# What to do:
Copy exactly the run of lines that begins at the line with "box: [2083, 646, 2131, 846]" and ends at the final line of the entries.

BEGIN Information shown

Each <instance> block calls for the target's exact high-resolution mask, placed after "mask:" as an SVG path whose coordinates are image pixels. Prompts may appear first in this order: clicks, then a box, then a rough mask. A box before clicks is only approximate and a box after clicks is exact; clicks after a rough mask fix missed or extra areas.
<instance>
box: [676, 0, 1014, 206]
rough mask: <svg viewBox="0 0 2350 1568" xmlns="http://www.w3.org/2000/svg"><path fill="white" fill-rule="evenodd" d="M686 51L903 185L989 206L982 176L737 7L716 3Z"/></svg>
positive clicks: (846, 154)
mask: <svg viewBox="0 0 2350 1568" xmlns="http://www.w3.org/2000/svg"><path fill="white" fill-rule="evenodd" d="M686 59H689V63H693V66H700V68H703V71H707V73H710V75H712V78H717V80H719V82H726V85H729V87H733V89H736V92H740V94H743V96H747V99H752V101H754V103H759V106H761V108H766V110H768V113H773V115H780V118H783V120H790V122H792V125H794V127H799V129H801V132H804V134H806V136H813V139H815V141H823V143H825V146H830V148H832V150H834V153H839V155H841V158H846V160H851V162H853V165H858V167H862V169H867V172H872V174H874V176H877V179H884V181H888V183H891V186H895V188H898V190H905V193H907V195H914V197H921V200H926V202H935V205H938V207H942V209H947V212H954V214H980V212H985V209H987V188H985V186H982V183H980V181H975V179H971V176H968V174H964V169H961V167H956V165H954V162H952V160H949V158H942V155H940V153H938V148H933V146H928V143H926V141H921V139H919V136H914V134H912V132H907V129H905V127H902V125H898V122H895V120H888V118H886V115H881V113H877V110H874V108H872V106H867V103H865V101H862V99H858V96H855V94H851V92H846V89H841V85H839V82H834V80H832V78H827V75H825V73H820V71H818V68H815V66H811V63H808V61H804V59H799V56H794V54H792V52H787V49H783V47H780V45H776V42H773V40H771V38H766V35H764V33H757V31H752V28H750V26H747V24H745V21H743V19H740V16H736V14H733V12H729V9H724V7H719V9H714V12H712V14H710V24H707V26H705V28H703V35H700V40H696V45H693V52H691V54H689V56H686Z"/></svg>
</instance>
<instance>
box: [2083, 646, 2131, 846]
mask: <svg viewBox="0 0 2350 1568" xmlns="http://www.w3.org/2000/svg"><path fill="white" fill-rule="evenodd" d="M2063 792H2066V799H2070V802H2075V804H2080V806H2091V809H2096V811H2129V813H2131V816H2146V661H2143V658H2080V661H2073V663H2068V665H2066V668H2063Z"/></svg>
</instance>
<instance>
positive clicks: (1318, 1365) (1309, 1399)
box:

END Information shown

# Worked solution:
box: [2083, 646, 2131, 846]
mask: <svg viewBox="0 0 2350 1568" xmlns="http://www.w3.org/2000/svg"><path fill="white" fill-rule="evenodd" d="M2063 792H2066V799H2070V802H2075V804H2080V806H2091V809H2096V811H2129V813H2131V816H2146V661H2143V658H2080V661H2073V663H2068V665H2066V668H2063Z"/></svg>
</instance>
<instance>
positive clicks: (1318, 1365) (1309, 1399)
box:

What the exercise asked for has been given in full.